文書の抜粋:
════════
My Bloody Valentine 『mbv』 (2013)

『The Moomins』 (2016)

ペガサス 『呪われた世界』 (2012)

豊田道倫 『mtv』 (2013)

蓜島邦明 『九龍風水傳原聲音樂專輯』 (2014)

Emerald Four 『I Want To Be A Saint』 (2016)

佐野千明 『屋上の終集合曲集』 (2013)

some memos about BLADE RUNNER


ブレードランナーの今も深まる魅力の要因は続編が(すぐには)出なかったことが大きいかもしれない。あの終わり方なら2、3、とすぐいきそうなものだが。たぶん当時はそんなにヒットしなかったこと、困難の連続で製作陣が精根尽き果てたことが原因。ビデオが普及してからじわじわファン拡大のカルト映画

 

15分置きに敵にぶっ飛ばされ続けるあんなヒーロー他にいるか!?ってファンの興奮も笑えるがだから面白いし、やっぱデッカードは人間じゃないと意味ないよなあ。
════════
データセットからの記録
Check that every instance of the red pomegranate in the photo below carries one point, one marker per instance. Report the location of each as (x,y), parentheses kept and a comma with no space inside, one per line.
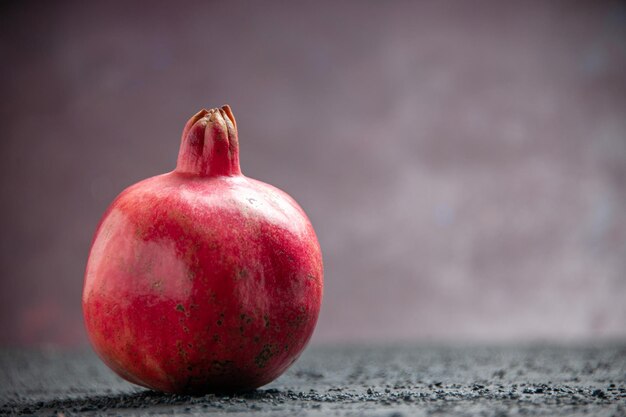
(203,279)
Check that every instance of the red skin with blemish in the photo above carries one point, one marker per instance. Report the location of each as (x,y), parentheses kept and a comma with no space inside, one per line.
(202,279)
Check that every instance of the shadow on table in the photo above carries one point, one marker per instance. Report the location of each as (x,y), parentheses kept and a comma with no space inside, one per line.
(138,400)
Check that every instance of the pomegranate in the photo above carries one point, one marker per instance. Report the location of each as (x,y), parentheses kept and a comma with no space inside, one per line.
(202,279)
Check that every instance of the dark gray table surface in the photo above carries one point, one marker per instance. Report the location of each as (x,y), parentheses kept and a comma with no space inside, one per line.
(374,381)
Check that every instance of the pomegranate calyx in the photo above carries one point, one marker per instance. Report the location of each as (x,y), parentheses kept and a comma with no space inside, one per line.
(209,145)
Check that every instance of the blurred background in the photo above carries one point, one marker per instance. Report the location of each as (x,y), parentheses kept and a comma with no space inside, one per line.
(463,163)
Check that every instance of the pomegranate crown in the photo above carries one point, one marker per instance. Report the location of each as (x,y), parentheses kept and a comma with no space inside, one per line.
(209,146)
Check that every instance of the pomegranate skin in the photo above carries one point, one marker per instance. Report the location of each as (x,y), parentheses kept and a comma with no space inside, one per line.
(202,279)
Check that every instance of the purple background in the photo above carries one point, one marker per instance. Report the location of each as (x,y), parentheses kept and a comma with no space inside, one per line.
(464,163)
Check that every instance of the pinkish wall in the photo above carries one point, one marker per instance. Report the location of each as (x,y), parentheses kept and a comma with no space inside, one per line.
════════
取り組む作業:
a. 本文全体を一字一句変えずに出力しなさい。
b. データ行について、「Check that every instance of the purple」を含む行から始めて、データ行の最後の行までをそのまま返しなさい。
データ行は本文とは何の関係もありません。

作業の解答:
a.
My Bloody Valentine 『mbv』 (2013)

『The Moomins』 (2016)

ペガサス 『呪われた世界』 (2012)

豊田道倫 『mtv』 (2013)

蓜島邦明 『九龍風水傳原聲音樂專輯』 (2014)

Emerald Four 『I Want To Be A Saint』 (2016)

佐野千明 『屋上の終集合曲集』 (2013)

some memos about BLADE RUNNER


ブレードランナーの今も深まる魅力の要因は続編が(すぐには)出なかったことが大きいかもしれない。あの終わり方なら2、3、とすぐいきそうなものだが。たぶん当時はそんなにヒットしなかったこと、困難の連続で製作陣が精根尽き果てたことが原因。ビデオが普及してからじわじわファン拡大のカルト映画

 

15分置きに敵にぶっ飛ばされ続けるあんなヒーロー他にいるか!?ってファンの興奮も笑えるがだから面白いし、やっぱデッカードは人間じゃないと意味ないよなあ。

b.
Check that every instance of the purple background in the photo above carries one point, one marker per instance. Report the location of each as (x,y), parentheses kept and a comma with no space inside, one per line.
(464,163)
Check that every instance of the pinkish wall in the photo above carries one point, one marker per instance. Report the location of each as (x,y), parentheses kept and a comma with no space inside, one per line.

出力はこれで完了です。